Exercise input Block Start
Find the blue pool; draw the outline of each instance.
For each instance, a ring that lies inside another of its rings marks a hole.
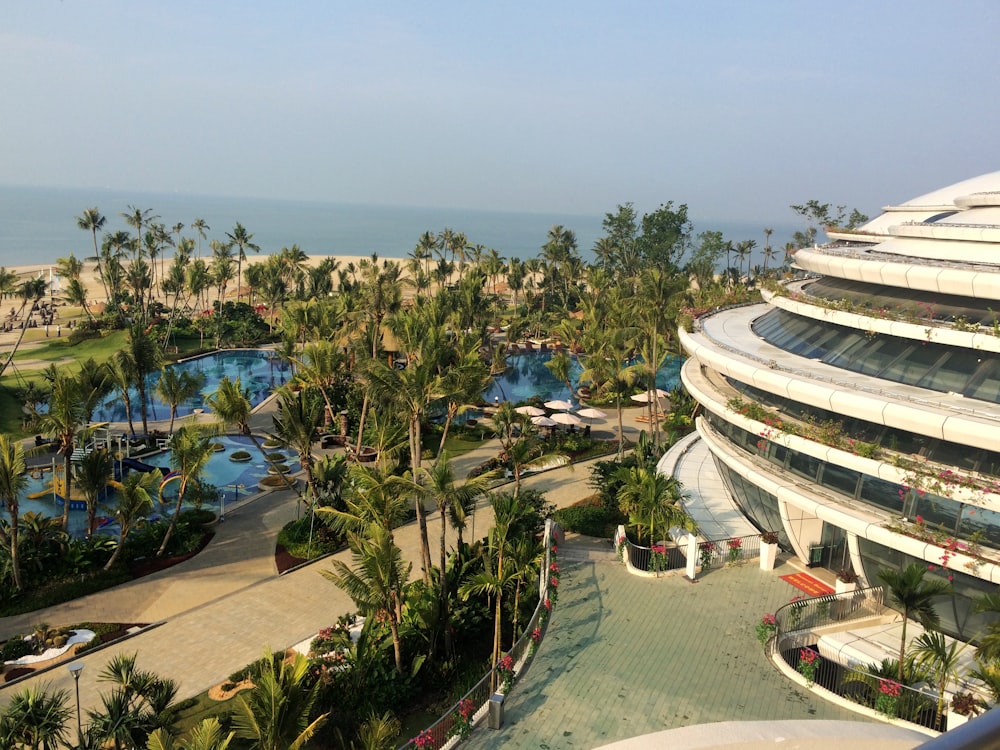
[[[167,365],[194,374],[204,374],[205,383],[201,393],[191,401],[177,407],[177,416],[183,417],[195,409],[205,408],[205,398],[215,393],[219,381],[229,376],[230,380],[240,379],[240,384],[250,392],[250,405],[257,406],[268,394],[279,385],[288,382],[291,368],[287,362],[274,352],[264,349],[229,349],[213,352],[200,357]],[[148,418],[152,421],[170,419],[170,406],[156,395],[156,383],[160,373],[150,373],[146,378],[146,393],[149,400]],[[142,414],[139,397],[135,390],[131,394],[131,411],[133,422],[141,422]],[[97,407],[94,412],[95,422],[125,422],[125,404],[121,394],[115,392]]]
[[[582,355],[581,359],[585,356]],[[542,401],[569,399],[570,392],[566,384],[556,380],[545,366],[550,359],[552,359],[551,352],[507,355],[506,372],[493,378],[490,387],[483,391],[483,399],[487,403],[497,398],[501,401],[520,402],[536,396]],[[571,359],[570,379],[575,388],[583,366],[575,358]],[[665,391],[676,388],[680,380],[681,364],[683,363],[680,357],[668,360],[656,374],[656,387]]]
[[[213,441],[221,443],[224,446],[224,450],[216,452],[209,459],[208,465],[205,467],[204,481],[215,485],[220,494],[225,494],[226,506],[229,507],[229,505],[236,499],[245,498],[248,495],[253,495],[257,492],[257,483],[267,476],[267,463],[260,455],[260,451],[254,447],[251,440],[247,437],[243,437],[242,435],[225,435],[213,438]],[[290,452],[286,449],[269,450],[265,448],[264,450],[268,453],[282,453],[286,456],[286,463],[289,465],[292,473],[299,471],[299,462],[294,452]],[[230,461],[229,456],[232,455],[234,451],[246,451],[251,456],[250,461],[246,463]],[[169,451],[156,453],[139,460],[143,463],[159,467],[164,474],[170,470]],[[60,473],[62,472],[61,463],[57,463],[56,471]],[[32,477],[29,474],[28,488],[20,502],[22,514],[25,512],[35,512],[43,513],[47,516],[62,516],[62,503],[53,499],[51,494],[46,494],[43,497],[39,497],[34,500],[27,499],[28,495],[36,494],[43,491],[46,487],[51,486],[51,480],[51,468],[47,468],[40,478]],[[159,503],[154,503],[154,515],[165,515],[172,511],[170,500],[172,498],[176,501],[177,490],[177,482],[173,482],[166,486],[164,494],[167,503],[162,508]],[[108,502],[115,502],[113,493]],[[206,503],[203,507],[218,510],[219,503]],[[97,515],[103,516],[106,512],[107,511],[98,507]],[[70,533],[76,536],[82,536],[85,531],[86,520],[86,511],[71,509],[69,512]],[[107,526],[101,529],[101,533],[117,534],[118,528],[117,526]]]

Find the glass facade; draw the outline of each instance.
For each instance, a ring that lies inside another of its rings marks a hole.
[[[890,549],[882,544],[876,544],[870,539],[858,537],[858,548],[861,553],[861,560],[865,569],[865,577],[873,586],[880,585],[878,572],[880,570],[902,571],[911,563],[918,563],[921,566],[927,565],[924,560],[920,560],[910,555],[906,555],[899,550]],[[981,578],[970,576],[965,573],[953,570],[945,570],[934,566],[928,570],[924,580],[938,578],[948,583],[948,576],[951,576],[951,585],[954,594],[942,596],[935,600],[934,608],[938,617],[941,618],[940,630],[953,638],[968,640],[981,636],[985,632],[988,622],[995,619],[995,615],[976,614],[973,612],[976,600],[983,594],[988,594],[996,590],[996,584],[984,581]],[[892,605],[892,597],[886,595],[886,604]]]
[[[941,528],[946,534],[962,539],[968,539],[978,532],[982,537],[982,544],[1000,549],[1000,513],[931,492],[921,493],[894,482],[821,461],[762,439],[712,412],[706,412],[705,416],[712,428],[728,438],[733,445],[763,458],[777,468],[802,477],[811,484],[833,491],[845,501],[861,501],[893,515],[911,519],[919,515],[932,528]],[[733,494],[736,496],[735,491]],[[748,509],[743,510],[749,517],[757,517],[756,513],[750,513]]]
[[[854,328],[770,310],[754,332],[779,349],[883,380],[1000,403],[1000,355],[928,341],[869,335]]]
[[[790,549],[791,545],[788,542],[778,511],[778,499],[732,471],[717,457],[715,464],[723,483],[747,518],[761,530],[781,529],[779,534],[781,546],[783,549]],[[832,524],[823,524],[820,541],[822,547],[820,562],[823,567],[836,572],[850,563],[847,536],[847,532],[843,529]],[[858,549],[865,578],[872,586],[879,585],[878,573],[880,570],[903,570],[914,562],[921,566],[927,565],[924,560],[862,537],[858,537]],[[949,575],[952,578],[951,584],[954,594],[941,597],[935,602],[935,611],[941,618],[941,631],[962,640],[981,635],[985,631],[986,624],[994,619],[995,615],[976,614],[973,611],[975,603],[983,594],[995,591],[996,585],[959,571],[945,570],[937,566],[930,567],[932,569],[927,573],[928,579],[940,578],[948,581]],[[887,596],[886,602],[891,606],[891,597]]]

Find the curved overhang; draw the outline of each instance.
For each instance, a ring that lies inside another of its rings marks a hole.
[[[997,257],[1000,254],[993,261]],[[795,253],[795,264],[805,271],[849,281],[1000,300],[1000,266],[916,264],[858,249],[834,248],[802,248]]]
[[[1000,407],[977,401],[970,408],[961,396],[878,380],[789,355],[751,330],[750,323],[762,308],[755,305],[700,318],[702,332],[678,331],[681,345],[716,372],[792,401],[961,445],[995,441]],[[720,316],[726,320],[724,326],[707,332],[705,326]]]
Exercise input Block End
Exercise input Block Start
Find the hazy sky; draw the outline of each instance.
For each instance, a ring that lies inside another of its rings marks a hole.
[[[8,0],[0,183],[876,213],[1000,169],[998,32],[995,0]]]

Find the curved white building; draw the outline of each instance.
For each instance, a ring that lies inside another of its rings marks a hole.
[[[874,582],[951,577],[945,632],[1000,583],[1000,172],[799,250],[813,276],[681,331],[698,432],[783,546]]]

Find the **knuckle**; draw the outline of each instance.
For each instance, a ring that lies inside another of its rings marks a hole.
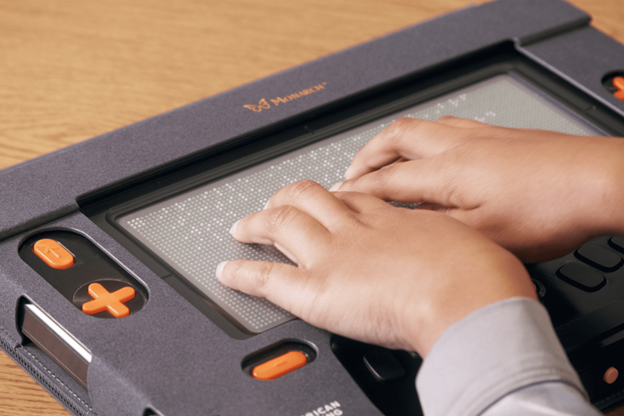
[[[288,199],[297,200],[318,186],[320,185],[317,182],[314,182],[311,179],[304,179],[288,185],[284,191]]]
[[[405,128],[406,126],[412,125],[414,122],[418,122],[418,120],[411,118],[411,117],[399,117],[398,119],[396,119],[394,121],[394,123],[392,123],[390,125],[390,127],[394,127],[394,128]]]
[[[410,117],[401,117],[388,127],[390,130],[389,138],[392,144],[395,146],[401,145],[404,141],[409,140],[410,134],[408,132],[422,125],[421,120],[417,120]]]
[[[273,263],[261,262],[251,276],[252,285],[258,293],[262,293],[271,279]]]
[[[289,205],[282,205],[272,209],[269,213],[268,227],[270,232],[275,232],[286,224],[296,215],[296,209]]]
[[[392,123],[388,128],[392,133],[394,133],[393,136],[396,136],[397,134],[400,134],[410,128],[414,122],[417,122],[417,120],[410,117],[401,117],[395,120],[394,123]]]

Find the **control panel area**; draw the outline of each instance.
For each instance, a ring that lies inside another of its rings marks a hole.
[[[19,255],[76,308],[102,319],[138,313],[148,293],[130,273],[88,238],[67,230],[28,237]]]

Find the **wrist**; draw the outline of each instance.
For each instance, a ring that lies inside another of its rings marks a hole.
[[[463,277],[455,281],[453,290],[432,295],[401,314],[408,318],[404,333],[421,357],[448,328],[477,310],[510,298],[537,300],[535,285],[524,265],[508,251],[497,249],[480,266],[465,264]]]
Exercise input Block End
Exercise input Block Start
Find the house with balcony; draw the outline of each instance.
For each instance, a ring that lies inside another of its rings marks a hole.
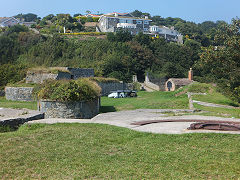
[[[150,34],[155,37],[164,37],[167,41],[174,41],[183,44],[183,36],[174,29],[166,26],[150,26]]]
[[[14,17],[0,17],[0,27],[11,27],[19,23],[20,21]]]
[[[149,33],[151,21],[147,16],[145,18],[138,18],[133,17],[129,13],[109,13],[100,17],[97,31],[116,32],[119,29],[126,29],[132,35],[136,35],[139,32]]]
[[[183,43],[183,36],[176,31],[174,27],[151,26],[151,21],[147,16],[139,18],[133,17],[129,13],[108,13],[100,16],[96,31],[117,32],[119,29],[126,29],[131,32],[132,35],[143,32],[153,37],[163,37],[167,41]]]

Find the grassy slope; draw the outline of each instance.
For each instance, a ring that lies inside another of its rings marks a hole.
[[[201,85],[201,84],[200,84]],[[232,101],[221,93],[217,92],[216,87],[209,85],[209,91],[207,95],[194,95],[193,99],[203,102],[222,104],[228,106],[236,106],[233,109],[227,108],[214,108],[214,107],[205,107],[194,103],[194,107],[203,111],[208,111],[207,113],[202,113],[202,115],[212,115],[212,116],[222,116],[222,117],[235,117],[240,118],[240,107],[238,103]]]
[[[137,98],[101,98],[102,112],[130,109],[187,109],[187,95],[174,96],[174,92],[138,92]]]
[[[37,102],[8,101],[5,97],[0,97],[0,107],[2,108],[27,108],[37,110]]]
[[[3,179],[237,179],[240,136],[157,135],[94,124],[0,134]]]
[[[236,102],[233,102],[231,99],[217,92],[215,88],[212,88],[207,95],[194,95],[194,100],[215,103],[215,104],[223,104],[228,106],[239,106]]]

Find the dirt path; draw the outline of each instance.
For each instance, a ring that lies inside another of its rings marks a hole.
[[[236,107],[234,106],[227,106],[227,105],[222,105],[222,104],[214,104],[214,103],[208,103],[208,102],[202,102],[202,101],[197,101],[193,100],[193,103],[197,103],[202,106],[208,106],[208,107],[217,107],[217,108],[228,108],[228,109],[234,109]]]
Exercise input Block End
→ **The problem**
Provide the count of lines in the data above containing "outline", and nothing further.

→ **Output of the task**
11